ACTIVITY
Below is a set of records; print all of them exactly as written.

DATA IN THIS EXERCISE
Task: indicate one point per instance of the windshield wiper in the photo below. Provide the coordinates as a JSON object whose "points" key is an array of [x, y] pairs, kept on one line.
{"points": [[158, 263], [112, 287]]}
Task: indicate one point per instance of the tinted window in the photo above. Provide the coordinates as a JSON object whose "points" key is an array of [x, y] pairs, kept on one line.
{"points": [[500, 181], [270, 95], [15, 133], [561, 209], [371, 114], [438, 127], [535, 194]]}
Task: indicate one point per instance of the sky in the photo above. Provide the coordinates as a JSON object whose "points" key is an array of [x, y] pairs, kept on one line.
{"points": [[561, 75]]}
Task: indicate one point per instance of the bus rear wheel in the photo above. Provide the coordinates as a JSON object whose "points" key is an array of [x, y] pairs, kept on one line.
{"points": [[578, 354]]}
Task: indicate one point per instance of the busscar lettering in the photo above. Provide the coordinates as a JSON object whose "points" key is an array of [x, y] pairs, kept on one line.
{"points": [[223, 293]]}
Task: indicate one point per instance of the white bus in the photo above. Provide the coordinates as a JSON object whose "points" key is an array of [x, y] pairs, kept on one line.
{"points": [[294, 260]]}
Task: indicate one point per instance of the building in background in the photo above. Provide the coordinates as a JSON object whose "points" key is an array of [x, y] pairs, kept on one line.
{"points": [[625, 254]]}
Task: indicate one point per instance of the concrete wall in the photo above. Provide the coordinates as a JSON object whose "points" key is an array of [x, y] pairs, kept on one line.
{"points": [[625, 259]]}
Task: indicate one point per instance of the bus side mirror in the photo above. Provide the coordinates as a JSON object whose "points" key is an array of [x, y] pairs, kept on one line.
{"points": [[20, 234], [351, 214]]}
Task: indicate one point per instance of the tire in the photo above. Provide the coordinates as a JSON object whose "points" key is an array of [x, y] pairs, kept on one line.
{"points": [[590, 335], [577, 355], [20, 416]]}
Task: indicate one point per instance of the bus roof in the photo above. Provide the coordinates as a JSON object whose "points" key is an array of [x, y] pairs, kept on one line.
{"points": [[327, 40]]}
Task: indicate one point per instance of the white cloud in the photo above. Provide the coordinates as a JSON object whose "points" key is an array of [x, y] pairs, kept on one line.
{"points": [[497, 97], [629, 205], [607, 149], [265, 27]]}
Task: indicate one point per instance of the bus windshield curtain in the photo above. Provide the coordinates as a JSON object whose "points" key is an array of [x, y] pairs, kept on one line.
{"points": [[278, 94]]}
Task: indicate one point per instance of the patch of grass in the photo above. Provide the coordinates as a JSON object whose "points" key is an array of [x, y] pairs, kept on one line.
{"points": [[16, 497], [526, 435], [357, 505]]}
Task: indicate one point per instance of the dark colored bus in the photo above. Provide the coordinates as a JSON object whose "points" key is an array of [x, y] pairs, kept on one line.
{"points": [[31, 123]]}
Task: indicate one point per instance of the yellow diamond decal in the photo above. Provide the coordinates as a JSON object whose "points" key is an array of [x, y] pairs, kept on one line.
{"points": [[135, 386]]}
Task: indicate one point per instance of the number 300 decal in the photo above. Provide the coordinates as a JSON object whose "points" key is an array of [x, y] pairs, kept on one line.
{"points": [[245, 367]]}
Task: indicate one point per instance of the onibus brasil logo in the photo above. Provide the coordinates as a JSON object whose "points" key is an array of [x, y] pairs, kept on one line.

OUTPUT FOR THIS TASK
Task: indicate one point per instance of the windshield wiper in the photo below. Provide the coordinates as a JSON object whose "points" key is an array of [x, y] pairs, kept on one line.
{"points": [[158, 263], [112, 287]]}
Task: indicate one point per instance of the tinted window in the photo above. Provide the coordinates as a JSON object whose "points" key is an array of [x, y] pairs, kept on one line.
{"points": [[500, 181], [270, 95], [15, 133], [561, 209], [371, 114], [438, 127], [535, 194]]}
Task: indicate one point per instance of the sky in the photo above. Provide the coordinates as a JSON object whose "points" key is an array of [x, y] pairs, kept on one line.
{"points": [[561, 75]]}
Task: indicate one point per instance of the bus rear wheel in the photo above. Provide the coordinates as a JSON object whose "points" key is an array of [x, y] pairs, kept on one line.
{"points": [[578, 354]]}
Task: indicate one point per instance of the busscar lettering in the photo above. Provide the coordinates as a JSON object whose "points" key is an array of [x, y] pairs, kept on one line.
{"points": [[223, 293]]}
Task: indicate one point per instance of the white bus in the photo above. Provide the coordinates as a JSON object whose "points" key is an array of [x, y] pairs, kept on one line.
{"points": [[294, 260]]}
Task: indicate one point per instance of the building in background in the photo above. Provide the coordinates as a JSON object whose "points" key is an array of [x, y] pairs, kept on one line.
{"points": [[625, 254]]}
Task: indicate one point per instance of the concrete wall in the photo above. Provide the coordinates as a JSON object whose "points" key is an array of [x, y] pairs, kept on one line.
{"points": [[625, 259]]}
Task: indicate one point per instance of the bus side mirror in the photo above. Provide the coordinates as a JSON object whose "points" key is an array of [x, y] pairs, kept on one line.
{"points": [[20, 234], [351, 214]]}
Task: indicate one point per instance of the tire in the photo above. Provide the coordinates as a JSON object whose "points" key is an array of [x, y] pairs, kept on one line.
{"points": [[590, 335], [577, 355], [20, 416]]}
Task: indicate one point per instance of the bus roof in the photo above. Provide the coordinates as a JSON object whose "points" key is an array of [x, y] pairs, kept on one line.
{"points": [[327, 40]]}
Task: indicate one point per instance of the white cloud in the photo above. Provide the coordinates as a JSON object whose "points" key is an array of [x, y] pairs, kept on one line.
{"points": [[497, 97], [629, 205], [607, 149], [265, 27]]}
Task: indicate one point per instance of the bus windshield curtain in the photo above. Provide the coordinates as a JSON object whose "points" key is an array of [x, y] pairs, kept on one line.
{"points": [[278, 94]]}
Task: indicate one point per instance of the patch of grass in the photo above. Provide the coordinates as a JSON object whose "points" key is an array of [x, y] pairs, kept on one line.
{"points": [[16, 497], [526, 435], [357, 505]]}
Task: indicate one point per instance of the dark colored bus in the photo above. Provide the coordinates as a JSON object whose "points" key is an array of [x, y] pairs, kept on one line.
{"points": [[31, 123]]}
Task: indicate one point per instance of the yellow diamond decal in the photo above. Provide the coordinates as a JSON object whose "points" key is an array of [x, y] pairs, kept on one line.
{"points": [[135, 386]]}
Task: indicate one point per instance of the number 300 decal in the photo above. Provide the coordinates as a JSON object whose "points" key is an array of [x, y] pairs, kept on one line.
{"points": [[245, 367]]}
Task: indicate one point per instance of the onibus brasil logo in the photo above. Provide the coordinates as a JSON object whose "points" key is an array of [x, y] pairs, kept on one line.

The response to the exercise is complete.